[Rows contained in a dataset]
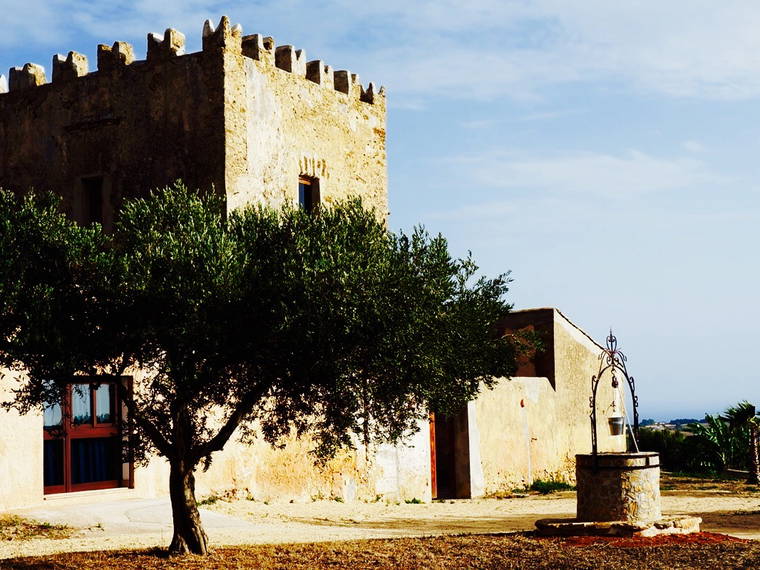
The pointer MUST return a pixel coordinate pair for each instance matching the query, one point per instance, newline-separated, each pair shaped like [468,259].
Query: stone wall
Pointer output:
[243,116]
[20,451]
[618,487]
[530,428]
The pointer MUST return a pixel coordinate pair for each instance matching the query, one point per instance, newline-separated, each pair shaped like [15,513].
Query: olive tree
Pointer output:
[280,321]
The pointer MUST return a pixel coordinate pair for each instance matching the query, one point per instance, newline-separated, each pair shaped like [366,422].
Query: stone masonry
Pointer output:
[618,487]
[243,117]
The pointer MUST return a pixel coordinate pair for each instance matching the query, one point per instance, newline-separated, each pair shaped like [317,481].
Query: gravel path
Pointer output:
[135,523]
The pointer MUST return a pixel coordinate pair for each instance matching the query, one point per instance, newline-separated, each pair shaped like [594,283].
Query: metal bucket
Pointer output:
[617,425]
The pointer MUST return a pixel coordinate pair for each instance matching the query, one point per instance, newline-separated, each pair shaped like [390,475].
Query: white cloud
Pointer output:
[597,174]
[446,48]
[693,146]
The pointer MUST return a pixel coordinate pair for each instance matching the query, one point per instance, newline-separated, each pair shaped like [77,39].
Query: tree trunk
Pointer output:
[754,455]
[189,536]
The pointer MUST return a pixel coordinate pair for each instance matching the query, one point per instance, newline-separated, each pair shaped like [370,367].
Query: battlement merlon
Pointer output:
[224,37]
[113,57]
[71,67]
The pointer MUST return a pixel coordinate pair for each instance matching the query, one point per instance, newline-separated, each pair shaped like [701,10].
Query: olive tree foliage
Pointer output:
[260,322]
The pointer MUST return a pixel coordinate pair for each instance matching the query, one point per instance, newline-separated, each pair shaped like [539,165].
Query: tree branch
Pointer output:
[244,408]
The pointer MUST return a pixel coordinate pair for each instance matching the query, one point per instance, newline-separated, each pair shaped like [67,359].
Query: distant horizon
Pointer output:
[605,153]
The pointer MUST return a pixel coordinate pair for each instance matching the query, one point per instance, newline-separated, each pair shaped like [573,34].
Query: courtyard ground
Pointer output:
[726,507]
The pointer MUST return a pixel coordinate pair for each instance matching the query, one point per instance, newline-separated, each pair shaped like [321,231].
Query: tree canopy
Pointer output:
[325,323]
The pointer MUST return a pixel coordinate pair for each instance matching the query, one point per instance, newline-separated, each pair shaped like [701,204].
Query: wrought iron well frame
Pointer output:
[613,360]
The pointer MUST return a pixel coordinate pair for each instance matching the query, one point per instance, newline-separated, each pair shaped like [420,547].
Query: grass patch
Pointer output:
[547,487]
[473,551]
[14,527]
[414,501]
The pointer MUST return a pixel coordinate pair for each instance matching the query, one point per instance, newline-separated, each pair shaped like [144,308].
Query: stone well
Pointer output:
[618,487]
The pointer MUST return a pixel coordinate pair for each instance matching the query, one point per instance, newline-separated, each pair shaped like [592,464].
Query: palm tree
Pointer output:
[742,417]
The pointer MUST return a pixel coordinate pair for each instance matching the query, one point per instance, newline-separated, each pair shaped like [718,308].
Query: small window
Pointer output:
[308,193]
[92,200]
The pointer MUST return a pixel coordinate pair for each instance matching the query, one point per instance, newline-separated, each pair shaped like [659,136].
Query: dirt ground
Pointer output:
[725,507]
[702,550]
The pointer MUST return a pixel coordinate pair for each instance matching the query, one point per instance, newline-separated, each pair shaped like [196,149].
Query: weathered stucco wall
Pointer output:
[140,125]
[294,120]
[243,116]
[530,429]
[20,452]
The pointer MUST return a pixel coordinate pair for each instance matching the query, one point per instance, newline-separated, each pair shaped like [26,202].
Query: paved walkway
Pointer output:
[112,523]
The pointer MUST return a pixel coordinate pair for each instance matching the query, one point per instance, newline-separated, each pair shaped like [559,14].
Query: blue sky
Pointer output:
[607,154]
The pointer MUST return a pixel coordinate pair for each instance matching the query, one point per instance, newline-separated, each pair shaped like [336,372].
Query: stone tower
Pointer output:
[251,120]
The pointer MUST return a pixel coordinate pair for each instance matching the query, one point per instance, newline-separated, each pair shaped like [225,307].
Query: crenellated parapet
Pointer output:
[69,67]
[31,75]
[223,38]
[117,56]
[172,44]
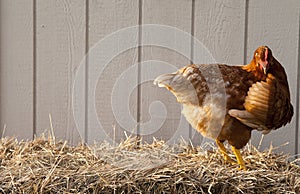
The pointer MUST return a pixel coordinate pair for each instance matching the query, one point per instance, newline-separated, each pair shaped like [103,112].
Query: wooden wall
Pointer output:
[43,47]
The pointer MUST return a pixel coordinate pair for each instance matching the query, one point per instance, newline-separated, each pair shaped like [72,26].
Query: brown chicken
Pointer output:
[227,102]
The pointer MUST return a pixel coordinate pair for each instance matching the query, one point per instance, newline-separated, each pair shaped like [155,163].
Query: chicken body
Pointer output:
[226,102]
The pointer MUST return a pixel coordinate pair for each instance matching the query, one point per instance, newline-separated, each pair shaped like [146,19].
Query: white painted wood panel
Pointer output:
[156,59]
[275,23]
[112,78]
[219,25]
[60,49]
[16,74]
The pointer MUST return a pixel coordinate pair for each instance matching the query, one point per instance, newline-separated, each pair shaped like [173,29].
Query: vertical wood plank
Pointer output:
[106,19]
[277,27]
[219,25]
[157,60]
[16,74]
[60,49]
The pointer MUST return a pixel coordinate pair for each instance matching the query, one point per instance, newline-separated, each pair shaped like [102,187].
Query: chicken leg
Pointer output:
[224,151]
[239,158]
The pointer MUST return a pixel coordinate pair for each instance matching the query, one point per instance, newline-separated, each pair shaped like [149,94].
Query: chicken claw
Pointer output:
[239,158]
[224,152]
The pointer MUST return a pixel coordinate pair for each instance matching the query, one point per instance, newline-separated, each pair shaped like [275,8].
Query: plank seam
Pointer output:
[34,78]
[86,109]
[246,31]
[297,97]
[139,92]
[192,50]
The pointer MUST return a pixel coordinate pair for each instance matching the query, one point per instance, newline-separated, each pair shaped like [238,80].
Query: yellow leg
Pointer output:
[224,151]
[239,158]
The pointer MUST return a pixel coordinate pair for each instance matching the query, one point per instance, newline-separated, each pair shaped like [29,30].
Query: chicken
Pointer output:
[226,103]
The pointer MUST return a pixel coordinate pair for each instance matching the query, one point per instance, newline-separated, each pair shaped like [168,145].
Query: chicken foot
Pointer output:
[239,158]
[224,151]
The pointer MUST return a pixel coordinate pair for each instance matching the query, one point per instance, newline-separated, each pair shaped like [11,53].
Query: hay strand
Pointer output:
[46,166]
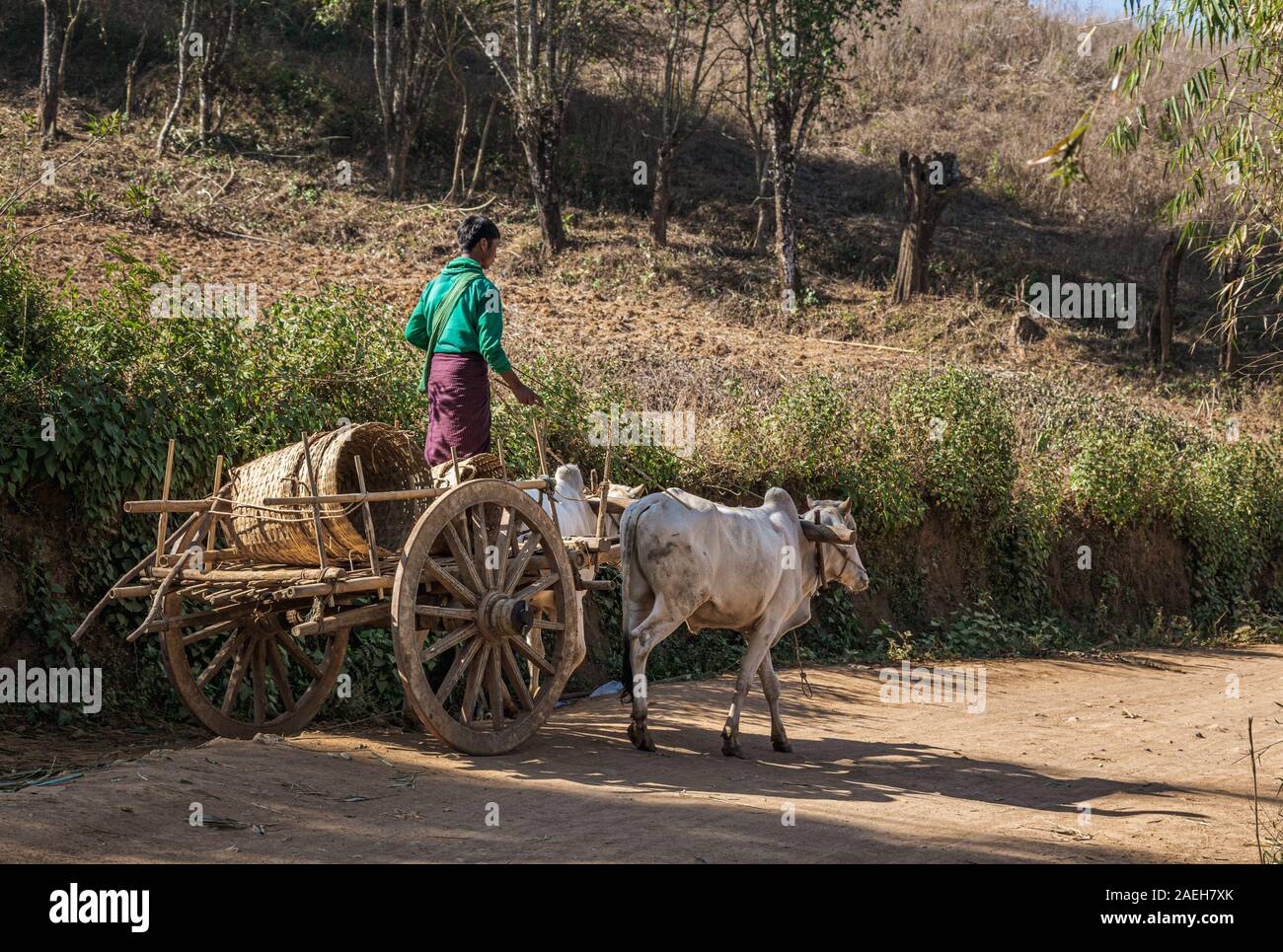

*Direction:* Update the rows by changing "Pointer output" to "Predicted points" everywhere it occurs and keeping everything else the same. Omit the pictures from your answer.

*Correct response:*
The pointer MUST return a pixel coordinate pair for each instance matching the query, one point per instance, newline-separated, each pair shaped like [468,259].
Query: stone wall
Predicted points:
[243,116]
[20,451]
[618,487]
[530,428]
The pointer MUST return a pixel coordinate pair for each instance matching the query, one point per instance, newline-separated, each pair shaped like [15,513].
Query: olive tree
Predicted points:
[280,321]
The pointer MUST return a pixel coordinate pair for each instance matching the query, one point per instance, newline-separated, each pair shaped like [366,422].
Query: stone masonry
Predicted points:
[618,487]
[243,117]
The pointer MUST return a pixel coordinate pair for each instance matching the query, one point per instance, newline-separated, each pair shaped like [317,481].
Query: gravel path
Predicted points:
[135,523]
The pointer MUST return a pixel coordinate pair for each instance matching the query, one point per instance, newline-separated, each pair shaped like [594,283].
Query: metal bucket
Predicted points:
[617,425]
The pointer MUST return a pixel coordinate pair for each instance matching the query, one point per instance, newline-separated, each pair shaped like [390,475].
Query: white cloud
Predicted points:
[597,174]
[446,48]
[693,146]
The pointer MUST return a pixel coordinate pair for each instance matching the query, one point per instance, newline-separated, each pair shaped like [77,39].
Query: tree trunk
Predicted points:
[754,455]
[189,536]
The pointer MUST return a pixel coordinate pair for each instance matching the query, one point per instance, newline-separated, each pair shaped like [370,367].
Query: battlement merlon
Predicted points:
[224,37]
[113,57]
[71,67]
The pointer MUST return a pixel coordinate pair for each instance matching the query, one point per instance, newline-separated, each pair shaped like [701,10].
Query: olive tree foliage
Predicted points:
[260,322]
The pointer MUST return a pixel coordinate pair for each instance matching the query, one point per instance, newline-separated, each pair shaped like [539,165].
Query: tree branch
Predicted points:
[244,408]
The pointer MUST return a pixel coordinate pair for each instance matching the query, one point per instance, newline-separated, each pair shaped like [67,359].
Query: distant horizon
Predicted points:
[605,153]
The pointer MUST return a pixel coordinate pair for each instance matching the query, one point per instance, newline-separated, each pair shaped like [573,34].
Query: courtyard ground
Predicted points:
[726,507]
The pointer MUST return a pixel coordinate pair for each instance matching the query, one point per instance, newline-separated, each pair shaped like [321,231].
Query: tree canopy
Predicted points:
[325,323]
The pointer MUST return a pixel coordinate pair for each instance matching the query, one point per instance, newline-separated, each pair shaped like [701,204].
Query: wrought iron well frame
Predicted points:
[613,360]
The pointer MUST return a pixel coordinate pair for each instance matching the query, one point per instance, newline-separated, each pair shaped like [420,547].
Query: grass patch
Predicted points:
[547,487]
[473,551]
[14,527]
[414,501]
The pointer MUST return a pixel coordinate pair for each instance matching the query, one point per instance, newline-separated, each pair shaped like [144,308].
Query: stone well
Predicted points:
[618,487]
The pointer MUST return a pixel coordinate pair for each instance matching the query, one point per instance, newline-separated, each pair shaped like [592,464].
Query: palm tree
Predicted points:
[742,417]
The pointer MUST return a pixel coordinate pair for each instance matching the query, one point per instance, newline-separated, each pair shaped like [718,308].
Query: small window
Predicted points:
[308,193]
[92,200]
The pointer MUST return a pixel coordinate pair for each instance matching the query, one point per instance, newline-separated, each pair shaped like [659,136].
Query: dirt ground
Predicted points:
[725,507]
[702,550]
The pointer MUST return a pixel coordinate pair for each instance matching the query, one point per instance, newline-separated, each pair shaped like [196,149].
Query: weathered stucco wall
Predicted points:
[140,125]
[294,120]
[243,116]
[530,429]
[20,452]
The pointer MUST return a pixel coordinate pair for each instance matching the query, one point per instance, newline-separated, each pair shaped like [26,202].
Query: paved walkway
Predicted points:
[112,523]
The pointer MUST return a pixel coordinate pair for each instance matching the query, one point per instance, newline-separated, each pair shaped like [559,14].
Query: blue sky
Predicted points:
[607,154]
The pointer MUST return a pixel coordinate pair for each instance matching the query, one point per instance, newline-separated, each pair shaped like [336,372].
Query: stone tower
Predicted points:
[251,120]
The pointer MUST return a pixel coordinate pair for each instance matching the query, one point per instance, newline-separated, each pair shaped like [225,307].
Query: crenellated parapet
Predicted points:
[69,67]
[31,75]
[223,38]
[117,56]
[172,44]
The pointer MUST return a pixel coordinate pair for each instance matching the query, one point per instance, newline-separated, each pair shaped like [103,112].
Query: wooden wall
Predicted points:
[43,47]
The pointer MUST return a pixel coordinate pair for each instance matching the query, one point per instance, newline-separated, each pair shaped like [72,26].
Query: brown chicken
Predicted points:
[227,102]
The pointer MUST return a pixel coordinate pair for each instance matching the query, one point per instance, newline-separated, each pair shaped like [155,163].
Query: chicken body
Predicted points:
[226,102]
The pointer MUST return a pixel coordinate pair for each instance matching the query, one point per instance, newline-separated, each pair shaped like [146,19].
Query: white painted wood panel
Predicted points:
[156,59]
[275,23]
[112,78]
[219,25]
[60,49]
[16,74]
The pointer MUST return a pixel coordinate pair for each instance matching the query, one point per instance, newline-separated, each pair shaped like [173,29].
Query: vertical wood plank
Predicted points:
[106,19]
[277,27]
[219,25]
[157,60]
[16,74]
[60,49]
The pointer MUST return a pixel coordinate pair for each instance matching the query, one point per instance, newline-separated, each pair shaped like [102,187].
Query: chicken leg
Predicted points:
[224,151]
[239,158]
The pointer MUST return a pixel coordinate pair for each instance matching the query, one point per instance, newline-separated, each pair shaped like [149,94].
Query: chicken claw
Predicted points:
[239,158]
[224,152]
The pointer MUST return a pixel coordinate pair for each instance matching the query, one point per instance, newline-separated, each pair shaped like [275,8].
Query: plank seam
Predicted points:
[34,78]
[86,109]
[246,31]
[297,97]
[139,92]
[192,50]
The pointer MUST return a pixel coordinate pair for each instance matching the query, one point per instance, newline-separated, each pair shaped like [238,80].
Query: yellow leg
Predicted points:
[224,151]
[239,158]
The pointer MUST return a pixel coordinate pair for each instance matching the query, one point per instance, newline-separated, each pair shaped like [29,30].
Query: chicken
Predicted points:
[226,103]
The pointer MUST return a pixel coordinate pair for each instance matching the query, one point per instance, newline-separated, each pair shaped like [168,145].
Query: chicken foot
Predicted points:
[239,158]
[224,151]
The pointer MUST return a pixel coordinate pair for each instance matching the query, one point per instance, newline-separated, each pair shaped like [11,53].
Query: hay strand
Predicted points:
[46,166]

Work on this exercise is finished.